▶ DOCUMENT SEGMENT
━━━━

2. Motor vehicle light system according to claim 1, wherein the first lighting device includes a source of infrared light and the image sensor is sensitive to infrared light.

3. Motor vehicle light system according to claim 2, wherein the light source of the first lighting device emits P-polarized light.

4. Motor vehicle light system according to claim 2, wherein the source of infrared light emits a first light beam intermittently so as to light up said scene in a discontinuous manner when the first lighting device is switched on, and the acquisition of at least one image by the image sensor is synchronized with the emission of the first light beam.

5. Motor vehicle light system according to claim 2, wherein the source of infrared light emits a first light beam continuously so as to light up said scene SA permanently when the first lighting device is switched on.

6. Motor vehicle light system according to claim 5, wherein, when the first lighting device is switched on, the source of infrared light emits a first light beam with a periodic luminous intensity profile exhibiting: a first part made up of one or more segments in which the luminous intensity is constant and equal to a positive or nil nominal intensity, a second part in which the luminous intensity is higher than the nominal intensity, and has a duration that is longer than the duration of acquisition of an image by the image sensor, the sum of the duration of the two parts being equal to the duration of a period, the acquisition of at least one image by the image sensor being synchronized with the second part of the luminous intensity profile.

7. Motor vehicle light system according to claim 1, wherein the first lighting device includes a source of visible light, and the light system comprises a compensation device for compensating for the first and second intensities of the light beams of the first and second lighting devices such that the modulation generated by the light source of the first lighting device is imperceptible to the driver or an external observer.

8. Motor vehicle light system according to claim 7, wherein the first lighting device and the second lighting device are separate.

9. Motor vehicle light system according to claim 8, wherein, when the first lighting device is switched on, the source of visible light emits a first periodic light beam with a periodic luminous intensity profile exhibiting: a first part made up of one or more segments wherein the luminous intensity is constant and equal to a positive or nil nominal intensity, a second part in which the luminous intensity is higher than the nominal intensity, the sum of the duration of the first part and of the second part being equal to the duration of a period, the duration of a period being less than the flicker perception time of the human eye, and the compensation device reduces the second intensity so as to compensate for the first and second intensities, the acquisition of at least one image by the image sensor being synchronized with the second part of the luminous intensity profile.

10. Motor vehicle light system according to claim 7, wherein the first lighting device and the second lighting device are merged.

11. Motor vehicle light system according to claim 10, wherein the compensation device drives the source of visible light in such a way that it emits a light beam with a periodic luminous intensity profile exhibiting: a first part made up of one or more segments wherein the luminous intensity is constant and equal to a positive nominal intensity, a second part in which the luminous intensity is higher than the nominal intensity, a third part made up of one or more segments wherein the luminous intensity is lower than the nominal intensity over a duration such that the average intensity of the light beam is constant and equal to the nominal intensity over a period, the sum of the duration of each of the three parts being equal to the duration of a period, and the sum of the duration of the second part and the third part being less than the flicker perception time of the human eye, the acquisition of at least one image by the image sensor being synchronized with the second part of the luminous intensity profile.

━━━━

▶ TASKS TO CARRY OUT
a) In the vehicle light system claims, which claims are stated to be according to claim 2?
b) Write the next part of the vehicle light system claims, picking up after the last claim shown.
The material that comes next plays no part in this.

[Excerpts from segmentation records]
━━━━

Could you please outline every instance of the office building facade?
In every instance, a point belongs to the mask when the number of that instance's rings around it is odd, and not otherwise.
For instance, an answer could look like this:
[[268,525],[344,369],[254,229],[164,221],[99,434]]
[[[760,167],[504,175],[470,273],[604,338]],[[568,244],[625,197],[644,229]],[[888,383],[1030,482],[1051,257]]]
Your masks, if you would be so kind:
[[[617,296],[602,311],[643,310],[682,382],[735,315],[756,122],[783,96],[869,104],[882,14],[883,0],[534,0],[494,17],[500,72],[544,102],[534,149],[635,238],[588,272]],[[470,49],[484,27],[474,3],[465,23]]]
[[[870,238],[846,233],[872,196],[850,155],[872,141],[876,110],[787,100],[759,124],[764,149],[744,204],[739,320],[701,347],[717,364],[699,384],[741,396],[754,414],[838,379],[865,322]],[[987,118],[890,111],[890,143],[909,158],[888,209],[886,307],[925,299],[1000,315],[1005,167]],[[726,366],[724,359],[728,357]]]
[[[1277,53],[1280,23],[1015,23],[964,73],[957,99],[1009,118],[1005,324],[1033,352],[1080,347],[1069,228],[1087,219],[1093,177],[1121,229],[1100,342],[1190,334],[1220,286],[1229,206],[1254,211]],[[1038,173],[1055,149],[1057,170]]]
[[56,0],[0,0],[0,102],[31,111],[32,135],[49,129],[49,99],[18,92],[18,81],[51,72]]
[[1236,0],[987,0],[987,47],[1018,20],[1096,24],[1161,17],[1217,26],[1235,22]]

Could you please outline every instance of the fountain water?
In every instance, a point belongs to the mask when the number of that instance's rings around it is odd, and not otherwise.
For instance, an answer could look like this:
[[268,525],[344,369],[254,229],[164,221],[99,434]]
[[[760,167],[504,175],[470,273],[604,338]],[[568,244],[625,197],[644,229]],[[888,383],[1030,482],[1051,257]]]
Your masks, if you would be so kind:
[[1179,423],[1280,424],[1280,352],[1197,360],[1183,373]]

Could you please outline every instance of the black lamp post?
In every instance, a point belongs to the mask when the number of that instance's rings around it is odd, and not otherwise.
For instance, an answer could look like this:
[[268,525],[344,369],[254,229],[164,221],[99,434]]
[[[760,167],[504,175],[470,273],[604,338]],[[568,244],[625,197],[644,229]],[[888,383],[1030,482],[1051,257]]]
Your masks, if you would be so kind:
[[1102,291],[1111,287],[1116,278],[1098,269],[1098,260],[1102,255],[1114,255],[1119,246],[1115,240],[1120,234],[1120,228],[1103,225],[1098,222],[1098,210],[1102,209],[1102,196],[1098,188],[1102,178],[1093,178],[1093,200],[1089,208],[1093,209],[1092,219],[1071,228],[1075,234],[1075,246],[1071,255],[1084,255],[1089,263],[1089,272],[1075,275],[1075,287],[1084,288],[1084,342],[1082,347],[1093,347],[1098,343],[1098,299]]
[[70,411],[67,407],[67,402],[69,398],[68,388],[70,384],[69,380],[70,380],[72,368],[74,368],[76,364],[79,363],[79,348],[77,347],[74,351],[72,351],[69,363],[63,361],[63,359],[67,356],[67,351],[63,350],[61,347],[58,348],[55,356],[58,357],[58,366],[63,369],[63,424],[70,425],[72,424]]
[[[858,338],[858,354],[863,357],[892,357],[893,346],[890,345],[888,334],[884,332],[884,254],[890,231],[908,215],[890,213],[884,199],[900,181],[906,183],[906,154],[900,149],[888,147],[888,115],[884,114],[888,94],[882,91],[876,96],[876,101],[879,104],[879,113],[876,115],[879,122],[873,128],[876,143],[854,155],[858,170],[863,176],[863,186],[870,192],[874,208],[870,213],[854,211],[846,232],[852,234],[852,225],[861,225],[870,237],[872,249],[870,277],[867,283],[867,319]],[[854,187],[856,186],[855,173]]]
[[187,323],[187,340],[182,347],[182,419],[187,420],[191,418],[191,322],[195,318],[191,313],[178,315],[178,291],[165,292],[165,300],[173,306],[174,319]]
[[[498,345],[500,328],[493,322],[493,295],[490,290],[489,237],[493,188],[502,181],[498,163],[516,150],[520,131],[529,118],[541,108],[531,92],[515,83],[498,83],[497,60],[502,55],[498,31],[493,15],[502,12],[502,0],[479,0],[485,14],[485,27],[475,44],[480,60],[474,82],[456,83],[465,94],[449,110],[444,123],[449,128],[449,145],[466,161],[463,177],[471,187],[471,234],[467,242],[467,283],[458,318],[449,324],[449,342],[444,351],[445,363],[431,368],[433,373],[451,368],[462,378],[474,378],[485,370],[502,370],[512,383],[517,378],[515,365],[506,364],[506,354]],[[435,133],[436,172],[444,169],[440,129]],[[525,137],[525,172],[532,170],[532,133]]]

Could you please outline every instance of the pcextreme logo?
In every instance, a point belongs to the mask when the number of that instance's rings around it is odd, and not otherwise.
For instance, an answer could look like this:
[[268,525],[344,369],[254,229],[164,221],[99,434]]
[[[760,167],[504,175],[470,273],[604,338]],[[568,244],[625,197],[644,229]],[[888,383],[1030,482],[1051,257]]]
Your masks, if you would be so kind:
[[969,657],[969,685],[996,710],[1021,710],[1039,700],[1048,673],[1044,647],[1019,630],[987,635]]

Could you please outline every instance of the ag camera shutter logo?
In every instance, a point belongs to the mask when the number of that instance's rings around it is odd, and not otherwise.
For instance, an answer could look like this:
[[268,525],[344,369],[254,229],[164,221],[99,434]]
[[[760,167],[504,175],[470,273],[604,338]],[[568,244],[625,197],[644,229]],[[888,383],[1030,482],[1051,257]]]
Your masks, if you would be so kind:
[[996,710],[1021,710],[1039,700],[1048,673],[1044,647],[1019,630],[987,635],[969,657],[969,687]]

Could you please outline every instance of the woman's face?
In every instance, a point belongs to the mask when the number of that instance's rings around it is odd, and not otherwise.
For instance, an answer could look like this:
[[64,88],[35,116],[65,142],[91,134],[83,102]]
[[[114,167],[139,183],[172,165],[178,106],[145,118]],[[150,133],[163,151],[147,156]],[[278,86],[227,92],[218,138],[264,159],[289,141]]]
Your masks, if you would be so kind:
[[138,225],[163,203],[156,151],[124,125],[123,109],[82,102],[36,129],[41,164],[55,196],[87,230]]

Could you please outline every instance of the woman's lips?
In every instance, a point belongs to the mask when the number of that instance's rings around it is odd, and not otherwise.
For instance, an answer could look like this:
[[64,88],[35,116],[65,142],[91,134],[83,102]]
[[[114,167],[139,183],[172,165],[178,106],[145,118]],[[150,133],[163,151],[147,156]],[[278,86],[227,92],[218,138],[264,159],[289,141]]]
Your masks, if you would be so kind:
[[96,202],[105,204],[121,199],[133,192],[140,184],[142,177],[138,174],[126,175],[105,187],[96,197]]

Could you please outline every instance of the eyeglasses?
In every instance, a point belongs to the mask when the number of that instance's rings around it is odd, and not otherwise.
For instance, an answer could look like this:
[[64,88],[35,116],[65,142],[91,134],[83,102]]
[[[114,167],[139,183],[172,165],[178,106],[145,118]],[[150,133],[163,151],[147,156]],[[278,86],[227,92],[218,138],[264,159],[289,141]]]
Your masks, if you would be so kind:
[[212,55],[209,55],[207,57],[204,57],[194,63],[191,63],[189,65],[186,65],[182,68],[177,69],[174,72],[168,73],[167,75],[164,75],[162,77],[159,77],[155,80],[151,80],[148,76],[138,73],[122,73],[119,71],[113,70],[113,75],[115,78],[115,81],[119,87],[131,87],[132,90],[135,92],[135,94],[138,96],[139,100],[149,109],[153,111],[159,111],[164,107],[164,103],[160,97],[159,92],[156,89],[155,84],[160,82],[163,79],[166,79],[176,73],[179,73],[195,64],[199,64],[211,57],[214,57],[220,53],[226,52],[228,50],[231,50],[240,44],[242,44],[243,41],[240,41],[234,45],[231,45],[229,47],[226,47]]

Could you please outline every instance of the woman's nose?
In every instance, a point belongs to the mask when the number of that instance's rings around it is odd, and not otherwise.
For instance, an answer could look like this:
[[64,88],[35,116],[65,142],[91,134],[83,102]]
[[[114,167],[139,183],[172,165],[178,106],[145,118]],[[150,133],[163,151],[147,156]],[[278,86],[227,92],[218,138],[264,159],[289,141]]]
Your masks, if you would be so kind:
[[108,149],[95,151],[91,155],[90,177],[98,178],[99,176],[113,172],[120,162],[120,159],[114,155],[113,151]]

━━━━

▶ ANSWERS FOR THIS EXERCISE
a) Claims 3, 4, and 5.

b)
12. Motor vehicle light system according to claim 1, wherein the light source of the first lighting device emits P-polarized light.

13. Motor vehicle light system according to claim 1, wherein the motor vehicle light system includes a reproduction device for reproducing for the driver the scene SA located in front of the vehicle and captured by the acquisition device with a higher contrast than that of the same scene SA perceived by the driver without the reproduction device.

14. Motor vehicle light system according to claim 13, wherein the reproduction device is assumed to be among a head-up display, an electronic video display screen, a liquid-crystal display integrated in the vehicle or a portable electronic device.

15. Motor vehicle light system according to claim 13, wherein the reproduction device is an additional lighting device for lighting up frontwards of the vehicle and arranged to light up the strips marking the edges of the traffic lane in which the vehicle is located, in front of the vehicle.

16. Motor vehicle light system according to claim 15, wherein the additional lighting device is merged with the second lighting device.

17. Motor vehicle light system according to claim 15, wherein the additional lighting device is merged with the first lighting device.

18. Motor vehicle light system according to claim 15, wherein the additional lighting device is suitable for emitting P-polarized light.

19. Method for controlling a motor vehicle light system according to claim 1, wherein the method comprises at least the following steps in succession: Step 1: Acquisition of the scene SA located in front of the vehicle by the acquisition device Step 2: Calculation of the raw contrast C.sub.0 of the images captured by the image sensor Step 3: Comparison of the raw contrast C.sub.0 calculated at step 2 with the predefined threshold contrast C.sub.s If the raw contrast C.sub.0 is higher than the threshold contrast C.sub.s, go back to step 1 If the raw contrast C.sub.0 is lower than the threshold contrast C.sub.s, proceed to step 4 Step 4: Activation of the first lighting device Step 5: Acquisition of the scene SA in front of the vehicle by the acquisition device Step 6: Calculation of the correct contrast C.sub.c of the images captured by the image sensor Step 7: Calculation of the raw contrast C.sub.0 of the images captured by the image sensor taking into account the contribution of the first lighting device in the correct contrast C.sub.c Step 8: Comparison of the raw contrast C.sub.0 calculated at step 7 with the predefined threshold contrast C.sub.s If the raw contrast C.sub.0 is higher than the threshold contrast C.sub.s, proceed to step 9 If the raw contrast C.sub.0 is lower than the threshold contrast C.sub.s, go back to step 5 Step 9: Switch-off of the first lighting device (1) and return to step 1.

20. Method according to claim 19, wherein the method comprises additionally and successively to step 8, when the raw contrast C.sub.0 is lower than the threshold contrast C.sub.s, a step 10 consisting of the activation of the device for reproducing the scene SA located in front of the vehicle according to one of claims 12 to 17 before going back to step 5.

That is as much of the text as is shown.